• _YOUR TASK_: Rewrite the listing below with every "Target" changed to "Object" and everything else kept the same. Please leave the pictures out.

• _PROVIDED ENTRIES_:

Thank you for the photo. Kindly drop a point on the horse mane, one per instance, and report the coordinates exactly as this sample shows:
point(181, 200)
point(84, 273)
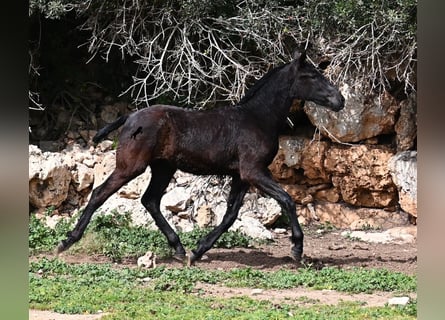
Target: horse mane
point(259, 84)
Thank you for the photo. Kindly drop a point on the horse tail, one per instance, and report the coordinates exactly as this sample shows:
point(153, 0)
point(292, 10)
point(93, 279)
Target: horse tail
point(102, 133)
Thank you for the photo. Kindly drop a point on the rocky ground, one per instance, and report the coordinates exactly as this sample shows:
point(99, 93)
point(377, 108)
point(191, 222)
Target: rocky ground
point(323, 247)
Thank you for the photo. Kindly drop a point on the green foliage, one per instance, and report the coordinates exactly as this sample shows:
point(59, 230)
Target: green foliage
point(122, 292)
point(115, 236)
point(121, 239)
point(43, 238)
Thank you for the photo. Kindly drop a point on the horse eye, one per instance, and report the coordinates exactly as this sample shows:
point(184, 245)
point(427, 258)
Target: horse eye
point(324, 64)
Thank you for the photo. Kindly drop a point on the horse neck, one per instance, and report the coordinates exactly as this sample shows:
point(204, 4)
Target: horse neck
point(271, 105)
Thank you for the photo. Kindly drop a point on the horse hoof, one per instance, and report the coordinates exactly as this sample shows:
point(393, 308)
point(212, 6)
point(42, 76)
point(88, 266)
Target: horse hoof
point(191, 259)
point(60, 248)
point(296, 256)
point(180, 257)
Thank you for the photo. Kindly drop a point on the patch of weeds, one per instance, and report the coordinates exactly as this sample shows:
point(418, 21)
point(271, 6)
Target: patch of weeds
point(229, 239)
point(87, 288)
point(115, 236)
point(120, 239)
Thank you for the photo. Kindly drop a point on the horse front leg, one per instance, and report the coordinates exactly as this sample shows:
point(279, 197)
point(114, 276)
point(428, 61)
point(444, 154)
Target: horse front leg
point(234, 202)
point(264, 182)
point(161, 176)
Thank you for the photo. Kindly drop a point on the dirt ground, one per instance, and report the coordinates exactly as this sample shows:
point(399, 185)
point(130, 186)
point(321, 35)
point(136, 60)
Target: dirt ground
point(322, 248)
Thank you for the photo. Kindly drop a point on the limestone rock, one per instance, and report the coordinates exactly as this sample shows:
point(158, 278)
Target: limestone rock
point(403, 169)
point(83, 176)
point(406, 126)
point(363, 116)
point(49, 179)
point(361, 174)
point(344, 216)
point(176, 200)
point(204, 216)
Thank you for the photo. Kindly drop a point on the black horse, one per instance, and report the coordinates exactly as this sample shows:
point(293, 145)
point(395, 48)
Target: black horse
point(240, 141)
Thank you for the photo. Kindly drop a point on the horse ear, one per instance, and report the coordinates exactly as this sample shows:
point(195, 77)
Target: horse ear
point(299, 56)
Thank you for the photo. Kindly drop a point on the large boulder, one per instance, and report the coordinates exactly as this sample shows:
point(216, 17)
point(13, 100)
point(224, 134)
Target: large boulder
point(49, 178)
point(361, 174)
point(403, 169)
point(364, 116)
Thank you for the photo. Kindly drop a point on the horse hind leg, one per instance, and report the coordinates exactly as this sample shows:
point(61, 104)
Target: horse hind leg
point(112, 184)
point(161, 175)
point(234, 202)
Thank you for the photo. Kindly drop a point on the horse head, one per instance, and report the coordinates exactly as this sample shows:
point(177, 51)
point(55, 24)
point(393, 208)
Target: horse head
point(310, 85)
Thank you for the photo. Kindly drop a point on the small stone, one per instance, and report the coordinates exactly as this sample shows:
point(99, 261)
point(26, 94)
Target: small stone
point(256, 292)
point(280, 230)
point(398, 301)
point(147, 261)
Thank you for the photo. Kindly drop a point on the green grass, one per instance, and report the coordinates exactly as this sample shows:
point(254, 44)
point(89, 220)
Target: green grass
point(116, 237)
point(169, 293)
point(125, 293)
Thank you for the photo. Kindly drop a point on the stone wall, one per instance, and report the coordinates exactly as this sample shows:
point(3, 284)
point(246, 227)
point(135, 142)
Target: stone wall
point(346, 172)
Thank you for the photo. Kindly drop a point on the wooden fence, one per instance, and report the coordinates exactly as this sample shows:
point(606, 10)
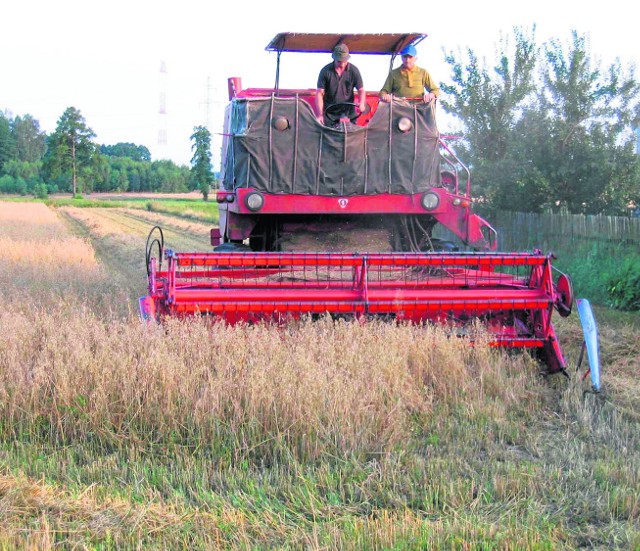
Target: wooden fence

• _COMPLETE ANSWER_:
Thank you for the photo. Kindly drop a point on the horse mane, one per instance, and report the coordinates exactly as this sample shows:
point(181, 200)
point(84, 273)
Object: horse mane
point(259, 84)
Thank you for the photo. Kindly drop a point on the horse tail, one per instance, and report the coordinates exactly as this sample shows:
point(153, 0)
point(292, 10)
point(93, 279)
Object: horse tail
point(102, 133)
Thank you for the photo. Kindly drop a point on the rocky ground, one per instance, and report the coordinates exactly as this sample shows:
point(99, 93)
point(377, 108)
point(191, 222)
Object: rocky ground
point(323, 247)
Thank you for the photo. Kindly drop a point on the green foliage, one per instance, and report the coordinates exactly as this sample shows:
point(59, 230)
Object: green foliage
point(122, 292)
point(115, 236)
point(121, 239)
point(43, 238)
Thank you for the photo. Kindly drop a point on the horse eye, one per instance, and report the coordinates exactly as this sample shows:
point(184, 245)
point(427, 258)
Object: horse eye
point(324, 64)
Thank you for the photo. Kindly drop a point on the horse neck, one per instance, and report the coordinates exactly as this sample shows:
point(204, 4)
Object: horse neck
point(271, 105)
Thank you for the photo. Kindly drop a point on the horse hoof, one per instance, and report the coordinates exactly as this sample shows:
point(393, 308)
point(212, 6)
point(42, 76)
point(88, 266)
Object: horse hoof
point(191, 259)
point(60, 248)
point(296, 256)
point(180, 257)
Thank you for the photo. Kindly drop a point on the patch of weeds, one per instance, and report the coordinates exactly as this sample shows:
point(418, 21)
point(271, 6)
Object: patch of weeds
point(229, 239)
point(87, 288)
point(115, 236)
point(120, 239)
Thank you for the photo. Kindly drop a point on the horse front leg, one per instance, and report the coordinates exactly as this sample shows:
point(279, 197)
point(114, 276)
point(428, 61)
point(444, 154)
Object: horse front leg
point(234, 202)
point(264, 182)
point(161, 176)
Thank you for the photo. Kindly drop a point on the dirt ground, one per instance, and report the coordinates exactly as this sample shows:
point(399, 185)
point(130, 186)
point(321, 35)
point(136, 60)
Object: dirt ground
point(322, 248)
Thank you for the photo. Kindly drop a point on the limestone rock, one per instance, and report the coordinates exactly as this sample shows:
point(158, 278)
Object: limestone rock
point(403, 169)
point(83, 176)
point(406, 126)
point(363, 116)
point(49, 179)
point(361, 174)
point(344, 216)
point(176, 200)
point(204, 216)
Thank you for the photo. Kindly drop a point on the black horse, one per instance, and report the coordinates exactly as this sample shows:
point(293, 145)
point(395, 48)
Object: black horse
point(240, 141)
Thank you for the photo. Kindly drop a point on the horse ear, one per instance, and report the coordinates exactly as this sample shows:
point(195, 77)
Object: horse ear
point(299, 56)
Thank you for the photo. Kindly drop a point on the large boulder, one per instance, and report the coordinates exactly as this sample shows:
point(216, 17)
point(13, 100)
point(224, 134)
Object: large boulder
point(49, 178)
point(361, 174)
point(403, 169)
point(364, 116)
Thank you for the photo. Kindly drop a point on the horse hind leg, one per instance, and report the coordinates exactly as this sample shows:
point(61, 104)
Object: horse hind leg
point(112, 184)
point(161, 175)
point(234, 202)
Thank you for the photo. Kindly drop a point on the horse head, one per instance, and report the coordinates exactly as this sample shows:
point(177, 51)
point(55, 24)
point(393, 208)
Object: horse head
point(310, 85)
Thank you for the photo. Kindly drop a point on the small stone, one per instance, and report the coordinates exactly as this sample shows:
point(99, 261)
point(26, 94)
Object: small stone
point(256, 292)
point(280, 230)
point(398, 301)
point(147, 261)
Thank you for the photo. Kindly drop a point on the green grass, one per instance, and report the coordinates exactly as this sample shows:
point(254, 44)
point(89, 220)
Object: green grass
point(116, 237)
point(169, 293)
point(125, 293)
Thank you for the photo. Kindly drop a point on the stone wall, one per instance, and report the coordinates exactly as this sample shows:
point(3, 284)
point(246, 227)
point(135, 142)
Object: stone wall
point(346, 172)
Thank you for the photo. Kindly drop a point on the wooden fence, one per instance, and report the coordinates exactly as this sample shows:
point(606, 10)
Object: wooden fence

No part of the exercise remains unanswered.